▶ _TEXT SHOWN_:
_ _ _ _ _ _ _

The Harvard Medical School's Dr. Wesley Boyd, an author of the study, finds it ironic that these firms would invest nearly $2 billion in companies that sell food often linked to obesity and cardiovascular disease.
"The insurance industry, so far as it seeks to make a profit, it does so in an amoral way," Boyd said.
Boyd said health insurers should be held to higher corporate standards.
Among big investors in fast food companies are life and disability insurers, like Prudential Financial, Northwestern Mutual and Massachusetts Mutual.
According to the study, Northwestern Mutual owns $422.2 million in fast-food stock, with $318.1 million invested in McDonald's. Massachusetts Mutual owns $366.5 million of fast-food stock, including $267.2 in McDonald's.
Holland-based ING, an investment firm that also offers life and disability insurance, has total fast-food holdings of $406.1 million, including $12.3 million in Jack in the Box, $311 million in McDonald's, and $82.1 million in Yum! Brands, which owns Pizza Hut, KFC and Taco Bell.
New Jersey-based Prudential Financial Inc. sells life insurance and long-term disability coverage. With total fast-food holdings of $355.5 million, Prudential Financial owns $197.2 of stock in McDonald's and also has significant stakes in Burger King, Jack-in-the-Box and Yum! Brands.
The authors write that the recent passage of health care reform will likely expand the reach of the insurance industry, arguing that if insurers are to play a greater role in health care that they should be held to a higher standard of corporate responsibility.
"There's a ton of irony in it," said Boyd, a psychiatry professor. "In order to generate profits, they will invest in any area they need to … to make money, even if what they invest in, in this case fast food, is an industry that is known to cause people to get sick and to die early."

_ _ _ _ _ _ _

▶ _DATA EXTRACT_:

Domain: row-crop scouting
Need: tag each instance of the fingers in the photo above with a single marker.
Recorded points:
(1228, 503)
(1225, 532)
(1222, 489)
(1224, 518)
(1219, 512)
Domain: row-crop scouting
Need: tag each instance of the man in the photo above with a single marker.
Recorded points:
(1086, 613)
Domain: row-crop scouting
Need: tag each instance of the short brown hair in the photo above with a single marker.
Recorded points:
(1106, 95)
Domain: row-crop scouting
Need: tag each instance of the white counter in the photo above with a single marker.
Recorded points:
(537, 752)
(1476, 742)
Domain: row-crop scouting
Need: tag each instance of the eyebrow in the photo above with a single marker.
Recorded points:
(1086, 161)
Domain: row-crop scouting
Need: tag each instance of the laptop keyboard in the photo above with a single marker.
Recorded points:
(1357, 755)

_ _ _ _ _ _ _

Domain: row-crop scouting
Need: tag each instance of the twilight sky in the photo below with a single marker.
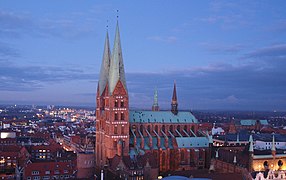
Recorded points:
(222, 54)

_ _ _ _ _ _ _

Update the passage on insurers' fast-food investments from "Boyd said health" to "and Massachusetts Mutual.", replacing "higher corporate standards" with "stricter corporate standards". The data can be set aside.

▶ _SOLUTION BELOW_:
Boyd said health insurers should be held to stricter corporate standards.
Among big investors in fast food companies are life and disability insurers, like Prudential Financial, Northwestern Mutual and Massachusetts Mutual.